**YOUR ASSIGNMENT:**
The expected result is every line of the records, printed exactly.

[Records excerpted from a collection]
# # # #

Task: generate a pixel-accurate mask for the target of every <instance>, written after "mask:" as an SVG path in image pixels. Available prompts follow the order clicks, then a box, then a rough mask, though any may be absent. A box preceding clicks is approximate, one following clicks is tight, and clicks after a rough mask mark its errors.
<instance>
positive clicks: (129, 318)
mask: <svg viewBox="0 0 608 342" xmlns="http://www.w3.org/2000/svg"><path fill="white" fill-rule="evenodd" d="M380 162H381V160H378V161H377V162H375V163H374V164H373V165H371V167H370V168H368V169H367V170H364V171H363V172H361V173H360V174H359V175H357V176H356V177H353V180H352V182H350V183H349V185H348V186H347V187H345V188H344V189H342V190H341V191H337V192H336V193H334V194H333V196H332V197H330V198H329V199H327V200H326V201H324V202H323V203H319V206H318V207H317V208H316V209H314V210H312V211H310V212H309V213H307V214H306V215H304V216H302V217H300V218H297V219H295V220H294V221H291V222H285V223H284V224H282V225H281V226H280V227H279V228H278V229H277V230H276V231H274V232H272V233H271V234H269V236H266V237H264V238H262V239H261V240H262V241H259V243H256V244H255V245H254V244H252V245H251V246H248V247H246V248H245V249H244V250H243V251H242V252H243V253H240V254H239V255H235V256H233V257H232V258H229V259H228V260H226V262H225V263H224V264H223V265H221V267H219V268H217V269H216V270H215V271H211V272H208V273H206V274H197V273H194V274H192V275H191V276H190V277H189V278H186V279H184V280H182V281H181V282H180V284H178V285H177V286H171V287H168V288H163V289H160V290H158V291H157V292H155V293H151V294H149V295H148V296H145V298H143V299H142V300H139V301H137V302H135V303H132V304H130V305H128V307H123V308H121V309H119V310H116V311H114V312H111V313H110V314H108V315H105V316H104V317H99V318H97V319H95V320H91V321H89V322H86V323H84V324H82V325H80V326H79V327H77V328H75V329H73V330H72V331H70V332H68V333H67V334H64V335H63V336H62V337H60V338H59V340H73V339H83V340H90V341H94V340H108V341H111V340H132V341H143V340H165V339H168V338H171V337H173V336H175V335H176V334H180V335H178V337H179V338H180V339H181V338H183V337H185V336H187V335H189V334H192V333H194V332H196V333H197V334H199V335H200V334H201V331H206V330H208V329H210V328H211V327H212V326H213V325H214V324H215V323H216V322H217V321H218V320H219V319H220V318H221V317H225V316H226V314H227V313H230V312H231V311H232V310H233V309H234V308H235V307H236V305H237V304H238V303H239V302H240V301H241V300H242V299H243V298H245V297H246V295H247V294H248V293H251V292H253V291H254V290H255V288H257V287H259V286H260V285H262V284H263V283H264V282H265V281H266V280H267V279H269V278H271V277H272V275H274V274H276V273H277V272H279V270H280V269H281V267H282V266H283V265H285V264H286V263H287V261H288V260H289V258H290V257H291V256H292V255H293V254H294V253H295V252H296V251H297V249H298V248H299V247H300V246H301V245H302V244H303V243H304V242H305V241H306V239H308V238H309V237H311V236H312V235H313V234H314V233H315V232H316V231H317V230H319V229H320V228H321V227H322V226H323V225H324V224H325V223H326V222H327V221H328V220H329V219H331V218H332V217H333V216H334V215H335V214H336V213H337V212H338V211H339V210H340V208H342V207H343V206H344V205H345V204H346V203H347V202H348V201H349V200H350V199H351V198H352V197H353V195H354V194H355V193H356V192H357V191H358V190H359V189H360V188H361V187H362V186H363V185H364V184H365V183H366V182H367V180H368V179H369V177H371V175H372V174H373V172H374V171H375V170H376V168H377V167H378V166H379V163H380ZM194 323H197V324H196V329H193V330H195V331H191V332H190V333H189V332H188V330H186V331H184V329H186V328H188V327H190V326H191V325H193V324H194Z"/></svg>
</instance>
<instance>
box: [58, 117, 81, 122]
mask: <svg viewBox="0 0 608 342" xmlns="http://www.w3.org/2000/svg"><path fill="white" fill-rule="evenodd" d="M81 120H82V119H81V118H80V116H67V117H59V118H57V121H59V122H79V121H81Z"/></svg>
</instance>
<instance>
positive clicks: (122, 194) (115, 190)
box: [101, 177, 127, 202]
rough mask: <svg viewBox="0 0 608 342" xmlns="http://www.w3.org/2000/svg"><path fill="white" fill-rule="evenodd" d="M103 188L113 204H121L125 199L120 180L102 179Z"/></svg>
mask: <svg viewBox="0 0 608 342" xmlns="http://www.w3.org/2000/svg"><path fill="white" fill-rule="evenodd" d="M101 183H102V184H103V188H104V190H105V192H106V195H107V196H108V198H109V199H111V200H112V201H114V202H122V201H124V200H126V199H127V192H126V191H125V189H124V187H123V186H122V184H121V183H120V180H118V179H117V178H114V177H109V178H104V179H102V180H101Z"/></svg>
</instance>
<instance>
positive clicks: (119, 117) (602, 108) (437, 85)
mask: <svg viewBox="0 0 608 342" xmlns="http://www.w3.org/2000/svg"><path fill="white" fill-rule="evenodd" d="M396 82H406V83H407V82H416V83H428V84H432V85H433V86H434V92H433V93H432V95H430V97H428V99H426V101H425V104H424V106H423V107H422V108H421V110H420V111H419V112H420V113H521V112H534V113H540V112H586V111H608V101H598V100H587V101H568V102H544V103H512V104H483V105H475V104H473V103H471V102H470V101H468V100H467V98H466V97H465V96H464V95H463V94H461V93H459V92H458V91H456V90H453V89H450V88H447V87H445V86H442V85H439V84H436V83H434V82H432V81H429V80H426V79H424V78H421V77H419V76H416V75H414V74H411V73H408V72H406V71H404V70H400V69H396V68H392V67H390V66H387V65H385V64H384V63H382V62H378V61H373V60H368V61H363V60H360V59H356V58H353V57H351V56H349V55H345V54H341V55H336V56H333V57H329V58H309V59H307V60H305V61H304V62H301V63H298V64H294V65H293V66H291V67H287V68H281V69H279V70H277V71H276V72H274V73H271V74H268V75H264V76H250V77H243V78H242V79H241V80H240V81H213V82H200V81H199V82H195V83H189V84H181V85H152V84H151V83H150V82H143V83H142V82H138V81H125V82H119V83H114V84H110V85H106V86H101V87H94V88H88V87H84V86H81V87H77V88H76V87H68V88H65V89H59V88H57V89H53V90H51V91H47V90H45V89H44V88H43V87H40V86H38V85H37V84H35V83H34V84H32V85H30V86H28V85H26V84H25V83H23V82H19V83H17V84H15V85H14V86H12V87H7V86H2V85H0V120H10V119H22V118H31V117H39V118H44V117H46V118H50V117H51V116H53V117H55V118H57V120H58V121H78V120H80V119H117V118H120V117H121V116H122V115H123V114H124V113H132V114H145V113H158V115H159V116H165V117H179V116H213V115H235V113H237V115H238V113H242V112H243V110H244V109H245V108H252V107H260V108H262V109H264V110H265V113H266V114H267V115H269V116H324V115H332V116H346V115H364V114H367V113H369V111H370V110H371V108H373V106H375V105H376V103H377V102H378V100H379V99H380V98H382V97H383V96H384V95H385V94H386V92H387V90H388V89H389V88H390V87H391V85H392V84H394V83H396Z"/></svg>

# # # #

**TASK RESULT:**
Task: generate a pixel-accurate mask for the target of every <instance>, written after "mask:" as an SVG path in image pixels. Available prompts follow the order clicks, then a box, then a rough mask, though any may be absent. A box preceding clicks is approximate, one following clicks is tight, and clicks after a rough mask mark its errors.
<instance>
positive clicks: (129, 318)
mask: <svg viewBox="0 0 608 342" xmlns="http://www.w3.org/2000/svg"><path fill="white" fill-rule="evenodd" d="M380 162H381V160H378V161H377V162H375V163H374V164H373V165H371V167H370V168H368V169H367V170H364V171H363V172H361V173H360V174H359V175H357V176H356V177H353V180H352V182H350V183H349V185H348V186H347V187H345V188H344V189H342V190H341V191H337V192H336V193H334V194H333V196H332V197H330V198H329V199H327V200H326V201H324V202H323V203H319V206H318V207H317V208H316V209H314V210H312V211H310V212H309V213H307V214H306V215H304V216H302V217H300V218H297V219H295V220H294V221H291V222H285V223H284V224H282V225H281V226H280V227H279V228H278V229H277V230H276V231H274V232H272V233H271V234H269V236H266V237H264V238H262V239H261V240H262V241H259V243H256V244H255V245H254V244H252V245H251V246H248V247H246V248H245V249H244V250H243V251H242V252H243V253H240V254H239V255H235V256H233V257H232V258H229V259H228V260H226V262H225V263H224V264H223V265H221V267H219V268H217V269H216V270H215V271H211V272H208V273H206V274H197V273H194V274H192V275H191V276H190V277H189V278H186V279H184V280H182V281H181V282H180V284H178V285H177V286H171V287H168V288H163V289H160V290H158V291H157V292H155V293H151V294H149V295H148V296H145V298H143V299H142V300H139V301H137V302H135V303H132V304H130V305H128V307H123V308H121V309H119V310H116V311H114V312H111V313H110V314H108V315H105V316H104V317H99V318H97V319H95V320H91V321H89V322H86V323H84V324H82V325H80V326H79V327H77V328H75V329H73V330H72V331H70V332H68V333H67V334H64V335H63V336H62V337H60V338H59V340H73V339H83V340H90V341H94V340H108V341H111V340H132V341H143V340H165V339H168V338H171V337H173V336H175V335H176V334H180V335H178V337H179V338H180V339H181V338H183V337H185V336H187V335H189V334H192V333H194V332H196V333H197V334H199V335H200V334H201V331H206V330H208V329H210V328H211V327H212V326H213V325H214V324H215V323H216V322H217V321H218V320H219V319H220V318H221V317H225V316H226V314H227V313H230V312H231V311H232V310H233V309H234V308H235V307H236V305H237V304H238V303H239V302H240V301H241V300H242V299H243V298H245V297H246V295H247V294H248V293H251V292H253V291H254V290H255V288H257V287H259V286H260V285H262V284H263V283H264V282H265V281H266V280H267V279H269V278H271V277H272V275H274V274H276V273H277V272H279V270H280V269H281V267H282V266H283V265H285V264H286V263H287V261H288V260H289V258H290V257H291V256H292V255H293V254H294V253H295V252H296V251H297V249H298V248H299V247H300V246H301V245H302V244H303V243H304V242H305V241H306V239H308V238H309V237H311V236H312V235H313V234H314V233H315V232H316V231H317V230H319V229H320V228H321V227H322V226H323V225H324V224H325V223H326V222H327V221H328V220H329V219H331V218H332V217H333V216H334V215H335V214H336V213H337V212H338V211H339V210H340V208H342V207H343V206H344V205H345V204H346V203H347V202H348V201H349V200H350V199H351V198H352V197H353V195H354V194H355V193H356V192H357V191H358V190H359V189H360V188H361V187H362V186H363V185H364V184H365V183H366V182H367V180H368V179H369V177H371V175H372V174H373V172H374V171H375V170H376V168H377V167H378V166H379V163H380ZM194 323H197V324H196V329H193V330H195V331H191V332H190V333H189V332H188V330H186V331H184V329H186V328H188V327H190V326H191V325H193V324H194Z"/></svg>
</instance>
<instance>
box: [58, 117, 81, 122]
mask: <svg viewBox="0 0 608 342" xmlns="http://www.w3.org/2000/svg"><path fill="white" fill-rule="evenodd" d="M81 120H82V119H81V118H80V116H67V117H59V118H57V121H59V122H79V121H81Z"/></svg>
</instance>
<instance>
positive clicks: (122, 194) (115, 190)
box: [101, 177, 127, 202]
rough mask: <svg viewBox="0 0 608 342" xmlns="http://www.w3.org/2000/svg"><path fill="white" fill-rule="evenodd" d="M103 188L113 204H121L125 199L120 180L102 179Z"/></svg>
mask: <svg viewBox="0 0 608 342" xmlns="http://www.w3.org/2000/svg"><path fill="white" fill-rule="evenodd" d="M101 183H102V184H103V188H104V190H105V192H106V195H107V196H108V198H109V199H111V200H112V201H114V202H122V201H124V200H126V199H127V192H126V191H125V189H124V187H123V186H122V184H121V183H120V180H118V179H117V178H114V177H109V178H104V179H102V180H101Z"/></svg>
</instance>
<instance>
positive clicks: (119, 117) (602, 108) (437, 85)
mask: <svg viewBox="0 0 608 342" xmlns="http://www.w3.org/2000/svg"><path fill="white" fill-rule="evenodd" d="M396 82H406V83H407V82H416V83H428V84H432V85H433V86H434V92H433V93H432V95H430V97H428V99H426V101H425V104H424V106H423V107H422V108H421V110H420V111H419V112H420V113H521V112H534V113H540V112H586V111H608V101H598V100H587V101H568V102H544V103H512V104H483V105H475V104H473V103H471V102H470V101H468V100H467V98H466V97H465V96H464V95H463V94H461V93H459V92H458V91H456V90H453V89H450V88H447V87H445V86H442V85H439V84H436V83H434V82H432V81H429V80H426V79H424V78H421V77H419V76H416V75H414V74H411V73H408V72H406V71H404V70H400V69H396V68H392V67H390V66H387V65H385V64H384V63H382V62H378V61H373V60H368V61H363V60H360V59H356V58H353V57H351V56H349V55H345V54H341V55H336V56H333V57H329V58H309V59H307V60H305V61H304V62H301V63H298V64H294V65H293V66H291V67H287V68H281V69H279V70H277V71H276V72H274V73H271V74H268V75H264V76H250V77H243V78H242V79H241V80H240V81H213V82H200V81H199V82H195V83H189V84H181V85H152V84H151V83H150V82H143V83H142V82H138V81H125V82H119V83H114V84H110V85H106V86H101V87H94V88H88V87H84V86H81V87H77V88H76V87H68V88H65V89H59V88H57V89H53V90H51V91H47V90H45V89H44V88H43V87H40V86H38V85H37V84H35V83H34V84H32V85H30V86H28V85H26V84H25V83H23V82H19V83H17V84H15V85H14V86H12V87H7V86H2V85H0V120H10V119H22V118H31V117H39V118H44V117H46V118H50V117H51V116H53V117H55V118H57V120H58V121H78V120H80V119H117V118H120V117H121V116H122V115H123V114H124V113H132V114H145V113H158V115H159V116H165V117H179V116H213V115H235V113H237V115H238V113H242V112H243V110H244V109H245V108H252V107H260V108H262V109H264V110H265V113H266V114H267V115H269V116H324V115H332V116H346V115H364V114H367V113H369V111H370V110H371V108H373V106H375V105H376V103H377V102H378V100H379V99H380V98H382V97H383V96H384V95H385V94H386V92H387V90H388V89H389V88H390V87H391V85H392V84H394V83H396Z"/></svg>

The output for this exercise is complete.